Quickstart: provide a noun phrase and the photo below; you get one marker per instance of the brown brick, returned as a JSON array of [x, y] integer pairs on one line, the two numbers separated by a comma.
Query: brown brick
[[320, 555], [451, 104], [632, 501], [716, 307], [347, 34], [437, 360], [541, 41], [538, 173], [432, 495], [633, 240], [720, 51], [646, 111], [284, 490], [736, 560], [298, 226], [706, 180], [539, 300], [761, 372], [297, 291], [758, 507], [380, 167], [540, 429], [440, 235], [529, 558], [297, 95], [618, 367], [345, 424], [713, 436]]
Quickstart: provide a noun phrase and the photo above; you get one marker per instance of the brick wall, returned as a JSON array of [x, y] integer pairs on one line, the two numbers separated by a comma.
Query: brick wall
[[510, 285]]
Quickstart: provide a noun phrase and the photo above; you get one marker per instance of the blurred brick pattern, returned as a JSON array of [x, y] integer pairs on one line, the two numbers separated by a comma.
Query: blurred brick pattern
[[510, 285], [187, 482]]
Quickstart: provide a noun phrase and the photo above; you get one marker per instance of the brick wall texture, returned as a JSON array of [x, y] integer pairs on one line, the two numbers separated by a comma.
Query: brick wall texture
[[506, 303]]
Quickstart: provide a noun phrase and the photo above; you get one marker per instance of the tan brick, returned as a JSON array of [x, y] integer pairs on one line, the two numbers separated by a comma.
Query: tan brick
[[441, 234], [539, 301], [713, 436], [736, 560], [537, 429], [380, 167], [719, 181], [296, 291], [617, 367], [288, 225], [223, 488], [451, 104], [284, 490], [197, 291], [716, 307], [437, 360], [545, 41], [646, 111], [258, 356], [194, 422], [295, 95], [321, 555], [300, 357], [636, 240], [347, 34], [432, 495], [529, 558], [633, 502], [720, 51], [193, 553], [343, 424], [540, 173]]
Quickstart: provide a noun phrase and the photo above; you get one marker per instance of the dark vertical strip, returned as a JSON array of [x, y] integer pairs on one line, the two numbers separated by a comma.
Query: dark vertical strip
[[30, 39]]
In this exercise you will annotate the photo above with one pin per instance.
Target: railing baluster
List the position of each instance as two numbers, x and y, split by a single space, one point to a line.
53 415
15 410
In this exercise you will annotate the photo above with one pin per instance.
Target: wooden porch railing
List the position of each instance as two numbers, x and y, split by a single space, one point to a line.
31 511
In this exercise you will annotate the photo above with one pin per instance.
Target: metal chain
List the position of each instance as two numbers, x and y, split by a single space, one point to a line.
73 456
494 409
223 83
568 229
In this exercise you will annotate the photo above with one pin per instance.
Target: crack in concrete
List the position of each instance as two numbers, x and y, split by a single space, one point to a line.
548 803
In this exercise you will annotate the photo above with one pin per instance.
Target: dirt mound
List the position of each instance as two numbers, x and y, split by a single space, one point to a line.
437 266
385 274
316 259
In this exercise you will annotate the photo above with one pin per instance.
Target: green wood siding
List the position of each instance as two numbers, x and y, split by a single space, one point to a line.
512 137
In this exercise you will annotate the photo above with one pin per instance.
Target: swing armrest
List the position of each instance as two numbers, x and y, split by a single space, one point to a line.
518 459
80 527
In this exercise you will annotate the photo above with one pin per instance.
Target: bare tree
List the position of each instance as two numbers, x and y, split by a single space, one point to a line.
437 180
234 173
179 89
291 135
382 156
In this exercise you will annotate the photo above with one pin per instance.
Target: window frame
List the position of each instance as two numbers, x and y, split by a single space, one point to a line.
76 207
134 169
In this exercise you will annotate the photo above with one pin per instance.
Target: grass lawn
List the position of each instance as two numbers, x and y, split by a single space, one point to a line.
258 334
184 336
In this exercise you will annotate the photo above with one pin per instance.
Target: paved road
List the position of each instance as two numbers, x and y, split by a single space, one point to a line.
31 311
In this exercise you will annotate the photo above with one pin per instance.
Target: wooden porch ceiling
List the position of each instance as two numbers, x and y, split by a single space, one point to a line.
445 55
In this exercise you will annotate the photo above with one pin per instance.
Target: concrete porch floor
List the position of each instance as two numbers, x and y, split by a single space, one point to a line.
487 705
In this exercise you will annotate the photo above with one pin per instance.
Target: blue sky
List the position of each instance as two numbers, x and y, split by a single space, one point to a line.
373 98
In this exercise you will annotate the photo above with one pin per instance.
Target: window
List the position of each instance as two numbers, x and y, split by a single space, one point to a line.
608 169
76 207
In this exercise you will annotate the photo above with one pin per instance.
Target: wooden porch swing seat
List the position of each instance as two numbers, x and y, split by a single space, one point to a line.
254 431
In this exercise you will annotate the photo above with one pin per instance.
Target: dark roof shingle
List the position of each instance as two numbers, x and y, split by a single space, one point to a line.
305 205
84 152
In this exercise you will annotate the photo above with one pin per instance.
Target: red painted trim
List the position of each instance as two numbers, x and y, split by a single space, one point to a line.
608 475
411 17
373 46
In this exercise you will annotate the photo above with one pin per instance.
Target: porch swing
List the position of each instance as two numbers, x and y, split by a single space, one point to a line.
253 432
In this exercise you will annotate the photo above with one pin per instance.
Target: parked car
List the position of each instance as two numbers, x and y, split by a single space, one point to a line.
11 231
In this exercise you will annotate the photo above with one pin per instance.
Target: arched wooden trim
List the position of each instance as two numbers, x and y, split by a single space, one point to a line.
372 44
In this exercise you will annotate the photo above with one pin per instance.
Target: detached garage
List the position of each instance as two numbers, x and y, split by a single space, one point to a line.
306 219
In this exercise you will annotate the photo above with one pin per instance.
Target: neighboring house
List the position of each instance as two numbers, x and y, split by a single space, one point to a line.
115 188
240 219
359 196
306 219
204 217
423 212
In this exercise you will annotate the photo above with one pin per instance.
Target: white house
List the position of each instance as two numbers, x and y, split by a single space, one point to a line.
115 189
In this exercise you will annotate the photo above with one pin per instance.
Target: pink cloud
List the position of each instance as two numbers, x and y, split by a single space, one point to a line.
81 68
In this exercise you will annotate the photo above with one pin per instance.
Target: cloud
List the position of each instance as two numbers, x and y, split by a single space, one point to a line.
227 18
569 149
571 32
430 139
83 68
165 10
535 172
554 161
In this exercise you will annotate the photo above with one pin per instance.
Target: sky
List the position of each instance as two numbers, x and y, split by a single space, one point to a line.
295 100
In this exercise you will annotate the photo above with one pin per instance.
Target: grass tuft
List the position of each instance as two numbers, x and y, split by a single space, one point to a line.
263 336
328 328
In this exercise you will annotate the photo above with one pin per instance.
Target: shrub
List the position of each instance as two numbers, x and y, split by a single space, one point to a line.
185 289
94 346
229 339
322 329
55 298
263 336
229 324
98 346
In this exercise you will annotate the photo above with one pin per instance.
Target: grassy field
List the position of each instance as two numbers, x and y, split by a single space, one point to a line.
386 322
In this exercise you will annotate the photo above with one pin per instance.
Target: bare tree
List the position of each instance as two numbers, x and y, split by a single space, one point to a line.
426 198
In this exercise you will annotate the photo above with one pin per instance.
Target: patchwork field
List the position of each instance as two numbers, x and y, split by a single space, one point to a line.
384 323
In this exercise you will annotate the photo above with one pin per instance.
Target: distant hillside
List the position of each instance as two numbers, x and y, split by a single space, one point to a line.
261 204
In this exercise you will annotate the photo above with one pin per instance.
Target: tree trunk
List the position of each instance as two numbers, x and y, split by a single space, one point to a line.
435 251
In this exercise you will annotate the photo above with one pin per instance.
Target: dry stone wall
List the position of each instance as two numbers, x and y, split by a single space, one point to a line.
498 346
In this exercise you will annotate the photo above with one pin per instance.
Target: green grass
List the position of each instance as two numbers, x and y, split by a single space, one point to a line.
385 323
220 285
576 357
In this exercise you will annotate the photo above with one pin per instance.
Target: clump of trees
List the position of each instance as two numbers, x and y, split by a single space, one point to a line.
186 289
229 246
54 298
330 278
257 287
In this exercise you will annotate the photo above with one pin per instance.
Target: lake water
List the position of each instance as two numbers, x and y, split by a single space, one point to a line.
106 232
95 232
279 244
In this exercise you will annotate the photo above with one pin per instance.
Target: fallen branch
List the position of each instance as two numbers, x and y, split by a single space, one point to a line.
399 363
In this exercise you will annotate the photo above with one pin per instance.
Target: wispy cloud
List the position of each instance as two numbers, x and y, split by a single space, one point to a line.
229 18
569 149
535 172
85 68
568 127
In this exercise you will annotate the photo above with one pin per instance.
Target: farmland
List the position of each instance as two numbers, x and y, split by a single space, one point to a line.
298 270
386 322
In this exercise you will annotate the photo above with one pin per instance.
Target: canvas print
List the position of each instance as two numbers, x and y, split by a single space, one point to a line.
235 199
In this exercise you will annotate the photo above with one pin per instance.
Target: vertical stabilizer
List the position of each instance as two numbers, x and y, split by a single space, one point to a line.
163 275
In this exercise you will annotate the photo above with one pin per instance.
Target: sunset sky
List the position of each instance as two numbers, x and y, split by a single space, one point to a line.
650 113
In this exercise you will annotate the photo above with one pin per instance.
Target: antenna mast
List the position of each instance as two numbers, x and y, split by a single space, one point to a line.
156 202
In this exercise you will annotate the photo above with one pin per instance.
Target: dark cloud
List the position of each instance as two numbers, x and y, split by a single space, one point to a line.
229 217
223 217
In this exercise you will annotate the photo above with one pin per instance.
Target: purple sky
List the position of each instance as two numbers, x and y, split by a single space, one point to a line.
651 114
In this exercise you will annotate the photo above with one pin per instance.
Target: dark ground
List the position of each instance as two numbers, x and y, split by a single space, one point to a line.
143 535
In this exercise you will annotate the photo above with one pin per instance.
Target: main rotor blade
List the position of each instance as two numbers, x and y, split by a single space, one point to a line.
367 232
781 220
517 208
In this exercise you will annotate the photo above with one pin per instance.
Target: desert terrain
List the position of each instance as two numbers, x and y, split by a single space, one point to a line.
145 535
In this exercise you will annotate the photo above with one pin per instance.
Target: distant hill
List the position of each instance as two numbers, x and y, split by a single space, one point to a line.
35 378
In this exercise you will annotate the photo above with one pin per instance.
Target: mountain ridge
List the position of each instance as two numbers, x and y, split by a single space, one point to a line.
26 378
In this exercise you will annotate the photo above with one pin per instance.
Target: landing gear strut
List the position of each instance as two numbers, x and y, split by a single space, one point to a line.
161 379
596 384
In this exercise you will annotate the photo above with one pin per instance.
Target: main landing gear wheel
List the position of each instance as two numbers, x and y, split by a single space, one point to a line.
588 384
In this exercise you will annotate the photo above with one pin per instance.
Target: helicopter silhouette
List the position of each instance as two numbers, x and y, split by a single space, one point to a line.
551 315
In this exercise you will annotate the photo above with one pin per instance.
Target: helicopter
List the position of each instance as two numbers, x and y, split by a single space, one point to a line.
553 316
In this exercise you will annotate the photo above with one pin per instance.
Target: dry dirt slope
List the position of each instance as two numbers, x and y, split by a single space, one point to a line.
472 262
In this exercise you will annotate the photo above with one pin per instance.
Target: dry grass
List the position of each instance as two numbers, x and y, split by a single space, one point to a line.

- _WORK TO COMPLETE_
On how many lines of the listing does the string "house" appear? Only the number should be given.

- _ANSWER AREA_
2